Do this:
Starting with the line that contains "Target: white siding", reproduce each line through the end of the entries exactly as written.

Data rows:
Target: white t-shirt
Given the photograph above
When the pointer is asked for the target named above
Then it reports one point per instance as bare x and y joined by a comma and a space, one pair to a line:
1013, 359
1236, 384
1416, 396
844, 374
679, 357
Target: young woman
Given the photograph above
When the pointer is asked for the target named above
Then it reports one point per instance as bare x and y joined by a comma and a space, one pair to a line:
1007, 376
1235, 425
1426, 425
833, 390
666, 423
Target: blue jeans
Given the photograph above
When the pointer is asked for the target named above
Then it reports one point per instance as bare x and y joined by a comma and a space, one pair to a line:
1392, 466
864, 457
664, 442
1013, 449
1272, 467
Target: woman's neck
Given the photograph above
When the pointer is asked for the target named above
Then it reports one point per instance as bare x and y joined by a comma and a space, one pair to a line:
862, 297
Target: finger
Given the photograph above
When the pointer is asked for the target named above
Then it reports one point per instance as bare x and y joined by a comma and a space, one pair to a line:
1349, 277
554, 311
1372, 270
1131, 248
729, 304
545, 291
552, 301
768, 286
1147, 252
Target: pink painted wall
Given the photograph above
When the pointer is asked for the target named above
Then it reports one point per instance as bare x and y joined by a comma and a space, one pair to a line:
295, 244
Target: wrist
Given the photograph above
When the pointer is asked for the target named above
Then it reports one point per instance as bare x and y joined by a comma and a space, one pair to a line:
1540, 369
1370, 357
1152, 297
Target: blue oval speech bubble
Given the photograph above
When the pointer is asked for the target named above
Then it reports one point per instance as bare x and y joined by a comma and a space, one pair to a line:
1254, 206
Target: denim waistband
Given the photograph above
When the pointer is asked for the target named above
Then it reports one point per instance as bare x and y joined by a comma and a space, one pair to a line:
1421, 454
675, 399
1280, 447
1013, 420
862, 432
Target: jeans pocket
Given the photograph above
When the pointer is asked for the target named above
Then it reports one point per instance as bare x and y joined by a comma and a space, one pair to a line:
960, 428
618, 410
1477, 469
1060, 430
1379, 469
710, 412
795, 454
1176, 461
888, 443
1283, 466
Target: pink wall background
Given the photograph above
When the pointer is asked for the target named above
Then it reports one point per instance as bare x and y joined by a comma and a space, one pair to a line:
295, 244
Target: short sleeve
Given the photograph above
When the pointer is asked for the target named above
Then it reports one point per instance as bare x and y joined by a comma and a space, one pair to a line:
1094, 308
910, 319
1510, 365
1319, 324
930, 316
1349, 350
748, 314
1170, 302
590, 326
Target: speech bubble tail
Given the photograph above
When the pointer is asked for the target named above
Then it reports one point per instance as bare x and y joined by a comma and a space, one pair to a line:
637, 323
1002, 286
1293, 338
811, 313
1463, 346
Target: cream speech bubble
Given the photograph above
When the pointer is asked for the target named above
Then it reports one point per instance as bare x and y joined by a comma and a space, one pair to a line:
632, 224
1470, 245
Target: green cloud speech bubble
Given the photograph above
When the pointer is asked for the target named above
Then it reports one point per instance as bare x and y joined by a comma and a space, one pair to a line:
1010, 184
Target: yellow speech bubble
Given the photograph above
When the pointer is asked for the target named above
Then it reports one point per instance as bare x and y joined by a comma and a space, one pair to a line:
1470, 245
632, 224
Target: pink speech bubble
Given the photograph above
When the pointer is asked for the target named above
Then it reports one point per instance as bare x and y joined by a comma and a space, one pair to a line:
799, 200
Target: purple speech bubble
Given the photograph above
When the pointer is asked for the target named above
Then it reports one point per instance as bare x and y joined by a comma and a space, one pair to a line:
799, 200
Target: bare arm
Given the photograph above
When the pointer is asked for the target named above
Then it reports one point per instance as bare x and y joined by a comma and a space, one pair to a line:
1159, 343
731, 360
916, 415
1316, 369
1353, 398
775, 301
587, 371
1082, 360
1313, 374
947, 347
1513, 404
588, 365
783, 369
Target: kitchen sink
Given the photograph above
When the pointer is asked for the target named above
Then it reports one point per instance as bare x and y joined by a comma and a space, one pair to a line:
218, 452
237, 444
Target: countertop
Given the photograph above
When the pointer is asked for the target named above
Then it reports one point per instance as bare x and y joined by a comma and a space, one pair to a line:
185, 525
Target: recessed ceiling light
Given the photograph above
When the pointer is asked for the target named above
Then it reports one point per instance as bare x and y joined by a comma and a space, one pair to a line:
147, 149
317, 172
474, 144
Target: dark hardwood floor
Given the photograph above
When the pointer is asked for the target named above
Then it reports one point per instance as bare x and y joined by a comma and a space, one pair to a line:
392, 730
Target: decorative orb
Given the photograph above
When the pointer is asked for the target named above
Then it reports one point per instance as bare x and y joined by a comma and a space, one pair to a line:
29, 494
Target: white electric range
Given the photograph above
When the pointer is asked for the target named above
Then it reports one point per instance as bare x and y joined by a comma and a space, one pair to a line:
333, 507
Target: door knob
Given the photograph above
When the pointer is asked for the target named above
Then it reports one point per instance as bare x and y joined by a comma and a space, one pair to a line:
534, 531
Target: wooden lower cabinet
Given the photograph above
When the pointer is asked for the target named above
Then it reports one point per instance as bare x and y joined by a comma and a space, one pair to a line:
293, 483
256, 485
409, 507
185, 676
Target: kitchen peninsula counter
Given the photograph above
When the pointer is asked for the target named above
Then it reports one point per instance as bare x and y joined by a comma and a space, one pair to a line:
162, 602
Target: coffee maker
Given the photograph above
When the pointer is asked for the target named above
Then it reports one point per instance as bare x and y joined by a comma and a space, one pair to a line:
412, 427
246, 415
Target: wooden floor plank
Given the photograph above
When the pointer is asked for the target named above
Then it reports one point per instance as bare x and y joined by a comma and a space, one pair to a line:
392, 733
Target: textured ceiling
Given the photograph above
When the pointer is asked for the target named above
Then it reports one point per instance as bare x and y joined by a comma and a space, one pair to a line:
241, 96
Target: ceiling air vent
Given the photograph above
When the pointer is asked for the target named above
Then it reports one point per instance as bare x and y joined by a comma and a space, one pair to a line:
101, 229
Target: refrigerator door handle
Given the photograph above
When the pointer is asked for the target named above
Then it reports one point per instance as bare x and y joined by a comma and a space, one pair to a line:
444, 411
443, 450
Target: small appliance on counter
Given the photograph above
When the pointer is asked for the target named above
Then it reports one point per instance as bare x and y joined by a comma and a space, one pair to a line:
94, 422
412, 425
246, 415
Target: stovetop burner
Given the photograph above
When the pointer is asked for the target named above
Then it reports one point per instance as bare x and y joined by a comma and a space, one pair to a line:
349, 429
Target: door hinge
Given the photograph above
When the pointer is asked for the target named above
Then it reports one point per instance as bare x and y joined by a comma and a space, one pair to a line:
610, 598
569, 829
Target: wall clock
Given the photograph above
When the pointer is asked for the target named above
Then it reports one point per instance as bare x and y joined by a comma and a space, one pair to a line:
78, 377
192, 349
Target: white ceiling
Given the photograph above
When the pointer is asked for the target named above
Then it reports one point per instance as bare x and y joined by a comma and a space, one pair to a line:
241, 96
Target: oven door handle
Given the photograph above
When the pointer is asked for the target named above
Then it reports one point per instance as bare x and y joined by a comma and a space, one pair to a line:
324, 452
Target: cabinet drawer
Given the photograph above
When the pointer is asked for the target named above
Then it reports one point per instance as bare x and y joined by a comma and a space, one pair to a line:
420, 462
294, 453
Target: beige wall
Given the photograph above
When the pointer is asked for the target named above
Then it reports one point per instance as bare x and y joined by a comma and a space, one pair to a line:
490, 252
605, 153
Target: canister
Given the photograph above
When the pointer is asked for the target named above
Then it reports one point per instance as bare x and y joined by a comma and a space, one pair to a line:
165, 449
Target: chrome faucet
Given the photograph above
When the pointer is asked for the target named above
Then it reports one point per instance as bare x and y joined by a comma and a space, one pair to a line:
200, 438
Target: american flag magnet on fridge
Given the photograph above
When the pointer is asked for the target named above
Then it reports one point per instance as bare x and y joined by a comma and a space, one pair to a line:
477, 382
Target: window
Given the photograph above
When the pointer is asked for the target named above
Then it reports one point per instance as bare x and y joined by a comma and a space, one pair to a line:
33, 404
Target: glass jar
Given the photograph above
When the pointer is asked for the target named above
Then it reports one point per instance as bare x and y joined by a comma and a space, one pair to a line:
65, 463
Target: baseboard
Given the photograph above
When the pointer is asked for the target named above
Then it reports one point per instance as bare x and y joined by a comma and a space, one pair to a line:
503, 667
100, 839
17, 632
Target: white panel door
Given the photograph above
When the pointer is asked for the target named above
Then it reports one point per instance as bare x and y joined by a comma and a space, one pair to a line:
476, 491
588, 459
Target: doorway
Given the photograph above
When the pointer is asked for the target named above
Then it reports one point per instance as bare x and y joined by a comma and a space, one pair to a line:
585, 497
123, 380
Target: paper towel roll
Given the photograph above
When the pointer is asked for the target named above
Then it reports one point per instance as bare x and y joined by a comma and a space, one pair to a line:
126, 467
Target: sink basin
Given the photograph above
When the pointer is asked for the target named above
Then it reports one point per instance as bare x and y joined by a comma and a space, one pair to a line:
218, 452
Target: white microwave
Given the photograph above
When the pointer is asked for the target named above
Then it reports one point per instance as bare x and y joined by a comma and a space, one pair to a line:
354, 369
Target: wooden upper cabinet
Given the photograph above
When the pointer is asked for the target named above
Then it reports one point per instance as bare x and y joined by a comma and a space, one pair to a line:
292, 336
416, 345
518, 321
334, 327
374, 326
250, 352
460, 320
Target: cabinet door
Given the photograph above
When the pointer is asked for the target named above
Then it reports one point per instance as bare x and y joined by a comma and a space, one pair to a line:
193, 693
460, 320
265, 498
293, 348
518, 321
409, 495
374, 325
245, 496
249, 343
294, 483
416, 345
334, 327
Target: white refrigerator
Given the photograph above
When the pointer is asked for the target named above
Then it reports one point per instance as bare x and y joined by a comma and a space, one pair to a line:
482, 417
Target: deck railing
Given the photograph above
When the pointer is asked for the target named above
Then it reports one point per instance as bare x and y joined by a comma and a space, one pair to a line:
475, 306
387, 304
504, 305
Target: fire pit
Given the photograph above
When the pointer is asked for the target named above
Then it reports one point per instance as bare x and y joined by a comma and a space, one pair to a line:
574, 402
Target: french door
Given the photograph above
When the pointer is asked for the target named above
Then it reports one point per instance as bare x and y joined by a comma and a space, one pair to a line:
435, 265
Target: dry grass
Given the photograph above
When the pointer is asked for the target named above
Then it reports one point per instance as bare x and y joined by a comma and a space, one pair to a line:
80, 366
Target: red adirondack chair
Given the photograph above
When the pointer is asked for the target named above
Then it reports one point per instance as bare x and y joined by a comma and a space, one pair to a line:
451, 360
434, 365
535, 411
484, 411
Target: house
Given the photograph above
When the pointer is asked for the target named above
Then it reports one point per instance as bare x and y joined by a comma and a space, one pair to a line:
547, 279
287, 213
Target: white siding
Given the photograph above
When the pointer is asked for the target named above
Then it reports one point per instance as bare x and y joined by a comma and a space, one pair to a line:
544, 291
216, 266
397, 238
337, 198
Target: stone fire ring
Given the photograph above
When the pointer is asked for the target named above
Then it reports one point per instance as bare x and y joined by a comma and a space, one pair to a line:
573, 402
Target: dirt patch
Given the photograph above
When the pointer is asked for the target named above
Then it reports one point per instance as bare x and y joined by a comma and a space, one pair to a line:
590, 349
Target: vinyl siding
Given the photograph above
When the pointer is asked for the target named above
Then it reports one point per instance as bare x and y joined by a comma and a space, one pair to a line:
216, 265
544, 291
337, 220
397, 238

Answer:
Target: white siding
Given the photograph above
When the pointer is asked for the target named above
Then it reports one point per instance as bare x and y joined by a comma and a space, one pair to a line:
544, 291
216, 266
397, 238
337, 198
Target: stone fire ring
Given the photograph above
When the pointer is asked for the target named above
Then it reports one point per instance as bare x and y joined by a comma and a space, one pair to a line:
573, 402
Target: dirt patch
Given the photograph above
When the pointer is asked for the target named above
Then it reports one point per instance as bare x and y joined by a comma and a space, one pair to a line:
590, 349
Target: vinyl siding
Given the photograph above
When the pointer is asked for the target named above
Then it reports one point per instance as bare x and y joined by a comma and a space, one pair to a line:
216, 265
544, 291
337, 220
397, 238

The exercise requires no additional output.